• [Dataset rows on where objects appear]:
____________

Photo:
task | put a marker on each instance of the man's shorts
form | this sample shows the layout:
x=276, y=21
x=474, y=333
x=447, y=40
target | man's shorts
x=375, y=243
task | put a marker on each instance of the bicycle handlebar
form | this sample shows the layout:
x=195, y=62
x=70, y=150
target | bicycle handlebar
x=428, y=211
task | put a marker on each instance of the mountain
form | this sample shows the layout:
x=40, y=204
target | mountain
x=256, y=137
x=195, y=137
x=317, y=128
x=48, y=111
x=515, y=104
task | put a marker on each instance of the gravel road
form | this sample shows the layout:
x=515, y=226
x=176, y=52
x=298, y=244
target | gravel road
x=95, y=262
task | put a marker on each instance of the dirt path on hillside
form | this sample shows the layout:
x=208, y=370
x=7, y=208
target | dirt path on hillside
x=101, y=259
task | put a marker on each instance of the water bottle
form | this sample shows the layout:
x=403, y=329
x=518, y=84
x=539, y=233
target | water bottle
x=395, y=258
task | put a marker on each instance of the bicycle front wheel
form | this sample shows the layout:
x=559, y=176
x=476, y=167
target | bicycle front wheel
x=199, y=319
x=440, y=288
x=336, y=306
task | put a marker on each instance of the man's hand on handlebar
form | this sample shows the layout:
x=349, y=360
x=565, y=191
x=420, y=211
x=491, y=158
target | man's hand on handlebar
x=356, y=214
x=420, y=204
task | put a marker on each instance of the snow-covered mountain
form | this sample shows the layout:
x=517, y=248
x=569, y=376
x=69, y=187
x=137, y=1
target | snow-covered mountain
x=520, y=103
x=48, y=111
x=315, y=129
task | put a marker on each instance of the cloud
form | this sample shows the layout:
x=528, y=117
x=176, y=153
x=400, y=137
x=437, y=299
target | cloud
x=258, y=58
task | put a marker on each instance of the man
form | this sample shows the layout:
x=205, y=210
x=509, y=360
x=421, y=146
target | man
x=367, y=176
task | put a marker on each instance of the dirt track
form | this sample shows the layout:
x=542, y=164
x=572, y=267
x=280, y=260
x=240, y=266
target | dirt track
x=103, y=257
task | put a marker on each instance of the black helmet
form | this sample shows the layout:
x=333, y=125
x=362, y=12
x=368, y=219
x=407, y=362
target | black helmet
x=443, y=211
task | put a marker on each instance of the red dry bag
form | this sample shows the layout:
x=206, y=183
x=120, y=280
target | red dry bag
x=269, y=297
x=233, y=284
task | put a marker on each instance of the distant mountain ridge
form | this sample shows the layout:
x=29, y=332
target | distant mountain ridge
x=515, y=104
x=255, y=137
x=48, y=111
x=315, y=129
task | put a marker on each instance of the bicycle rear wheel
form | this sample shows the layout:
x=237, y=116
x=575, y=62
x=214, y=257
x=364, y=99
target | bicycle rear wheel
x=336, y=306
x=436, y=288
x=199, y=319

____________

• [Stated exercise]: Copy, without any change, the lines of the material between the line holding "task | put a marker on each instance of the gravel" and the line holding "x=258, y=58", inclusive.

• [Expected output]:
task | put a marker on each instance of the gravel road
form | this sample shows the layout:
x=515, y=226
x=176, y=52
x=298, y=244
target | gravel road
x=95, y=262
task | put a marker on each instance of the dirt path on hillside
form | this sample shows the layout:
x=208, y=370
x=7, y=208
target | dirt path on hillside
x=101, y=259
task | put a marker on each instance of the water bottle
form | this sample shows the layout:
x=403, y=329
x=518, y=84
x=539, y=233
target | water bottle
x=395, y=258
task | put a marker on each instance of the bicycle front wheel
form | this sample shows the layout:
x=559, y=176
x=476, y=167
target | bicycle front wheel
x=199, y=319
x=440, y=288
x=336, y=306
task | put a marker on each instance of the man's hand on handlebar
form | this sample shows the layout:
x=349, y=360
x=565, y=191
x=420, y=211
x=491, y=158
target | man's hand on handlebar
x=356, y=214
x=420, y=204
task | put a marker on each instance of the snow-covered mountain
form | this sample shows the layout:
x=517, y=248
x=569, y=376
x=69, y=187
x=137, y=1
target | snow-covered mountain
x=520, y=103
x=48, y=111
x=315, y=129
task | put a marker on each instance of the cloud
form | this sample shows the layout:
x=528, y=117
x=176, y=153
x=400, y=137
x=437, y=299
target | cloud
x=258, y=58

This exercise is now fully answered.